# [PROMPT]
Would you write out the entries below word for word, omitting the pictures?

[Phrase grounding data]
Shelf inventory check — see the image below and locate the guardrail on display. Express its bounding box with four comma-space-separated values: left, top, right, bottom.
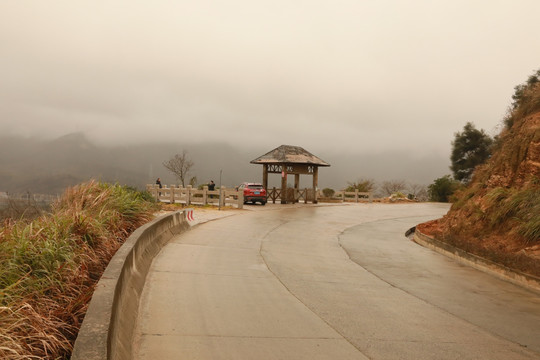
146, 185, 243, 209
146, 185, 372, 206
72, 210, 191, 360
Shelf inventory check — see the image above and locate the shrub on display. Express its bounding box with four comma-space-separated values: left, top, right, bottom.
428, 175, 461, 202
322, 188, 335, 197
0, 180, 159, 359
124, 186, 157, 203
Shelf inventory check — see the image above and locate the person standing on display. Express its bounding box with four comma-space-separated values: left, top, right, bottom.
156, 178, 162, 196
208, 180, 215, 198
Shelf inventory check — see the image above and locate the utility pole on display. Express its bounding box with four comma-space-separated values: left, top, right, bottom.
218, 169, 222, 210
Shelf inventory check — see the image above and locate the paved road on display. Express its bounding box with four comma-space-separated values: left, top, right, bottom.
133, 203, 540, 360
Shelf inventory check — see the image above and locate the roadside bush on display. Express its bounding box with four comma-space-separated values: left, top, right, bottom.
0, 180, 159, 359
124, 186, 157, 203
428, 175, 461, 202
322, 188, 335, 197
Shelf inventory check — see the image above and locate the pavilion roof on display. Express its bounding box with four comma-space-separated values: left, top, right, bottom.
250, 145, 330, 167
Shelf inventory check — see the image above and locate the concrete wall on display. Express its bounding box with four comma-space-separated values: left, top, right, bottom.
414, 229, 540, 295
71, 210, 190, 360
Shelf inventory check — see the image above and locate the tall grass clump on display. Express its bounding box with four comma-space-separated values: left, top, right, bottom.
485, 186, 540, 244
0, 180, 159, 359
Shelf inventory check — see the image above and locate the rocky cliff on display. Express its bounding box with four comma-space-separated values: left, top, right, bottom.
418, 83, 540, 276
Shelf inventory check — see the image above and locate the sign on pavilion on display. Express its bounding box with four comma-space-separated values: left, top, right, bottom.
250, 145, 330, 204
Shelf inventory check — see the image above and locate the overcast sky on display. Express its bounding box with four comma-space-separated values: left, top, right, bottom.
2, 1, 540, 159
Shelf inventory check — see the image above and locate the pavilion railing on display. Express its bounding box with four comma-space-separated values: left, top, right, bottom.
266, 187, 316, 204
267, 187, 281, 203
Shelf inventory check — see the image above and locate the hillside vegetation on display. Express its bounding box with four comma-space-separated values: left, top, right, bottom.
0, 181, 158, 359
419, 73, 540, 276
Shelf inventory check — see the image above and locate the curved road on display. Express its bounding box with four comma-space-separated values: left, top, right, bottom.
133, 204, 540, 359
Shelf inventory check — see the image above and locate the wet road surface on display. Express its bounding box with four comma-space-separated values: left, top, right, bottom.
133, 203, 540, 359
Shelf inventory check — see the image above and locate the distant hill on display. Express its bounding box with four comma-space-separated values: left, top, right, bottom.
0, 133, 449, 195
418, 79, 540, 276
0, 133, 144, 194
0, 134, 256, 195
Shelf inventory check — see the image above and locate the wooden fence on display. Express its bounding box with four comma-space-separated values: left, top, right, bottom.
266, 187, 317, 204
146, 185, 244, 208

# [WORKED SOLUTION]
Shelf inventory check — see the image below and locate the guardrail on display. Express its bounding box with four comma-space-separated values: left, top, right, bottom.
146, 185, 243, 209
146, 185, 372, 206
72, 210, 191, 360
Shelf inventory check — see the image above and locate the shrub on display. Express its bounding box with four comma-space-separated values: left, top, right, bottom.
428, 175, 461, 202
322, 188, 335, 197
0, 180, 159, 359
124, 186, 157, 203
Shelf inventory check — see the image above and locate the person standing on display. Express its bounding box with four comma-space-separated values: left, top, right, bottom.
156, 178, 162, 196
208, 180, 215, 198
Shelf inventory check — see the image above and locate the utility pole on display. Express its bounding box with four comma-space-separated values: left, top, right, bottom.
218, 169, 222, 210
Shelf inventory check — see the image above and locate the paved road on display. Express its bounding box with four comma-space-separated values: left, top, right, bottom.
133, 203, 540, 360
Shelf inventory check — see the image above and locate the roadside bush on display. Express its bounding box with four comma-space-separated values: left, top, right, bottom.
0, 180, 159, 359
124, 186, 157, 203
428, 175, 461, 202
322, 188, 335, 197
Shelf inventory check — see the image above and locate the pavilion roof on display. Express its bounding box with four comma-space-separated values: left, top, right, bottom.
250, 145, 330, 167
Shelf inventory check — see the image above and locate the concrete wall on display. Express its bounding box with four comma-space-separated values: left, top, right, bottom.
414, 229, 540, 295
71, 210, 190, 360
Shelf inventory check — see the image above and locate the tall grass clump on display. Express its bounding box with four comma-space-separated values: left, top, right, bottom.
485, 186, 540, 244
0, 180, 159, 359
Shelf inventory check — see the image above and locate the rocky cliff on display. Express its bounding box with four comma-space-separated values: left, top, right, bottom.
418, 83, 540, 276
Shelf inventory check — see the image above and locate the sign on pavilion on display. Express its bounding box with four comma-space-separated values: left, top, right, bottom.
250, 145, 330, 204
Shelf inventory check — see the image above and locate the overcast sky on display. Express its bounding box with four comma-space-separated values: left, top, right, bottom.
2, 1, 540, 159
Shelf inventory check — see the image above and locate the pavilion railing on display. Express its bounding box with four comma-space-separated values: left, top, right, bottom.
266, 187, 316, 204
267, 187, 281, 203
Shelf inventory check — see the image above and locate the hillside vegetation on display. Express its bounding box with four comma-space-separated values: left, top, right, bottom.
0, 181, 158, 359
419, 73, 540, 276
Shelf inventory check — see the image above and locate the curved road on display. Express its bounding box with four comma-space-separated values: left, top, right, bottom.
133, 204, 540, 359
Shelf inventory check — see the image above and locate the wet road surface on display. Express its bounding box with four comma-space-separated values: left, top, right, bottom.
133, 203, 540, 359
Shelf inventory check — see the image above and locate the distant hill on display. Express its bounding box with four comma-space-separated values: left, top, right, bottom.
0, 133, 449, 195
418, 79, 540, 276
0, 133, 144, 194
0, 134, 256, 195
Shelf inventory check — see the image above and locate the wooden fence on display. Express its bounding box with four comma-space-separated values: left, top, right, bottom.
266, 187, 317, 204
146, 185, 244, 208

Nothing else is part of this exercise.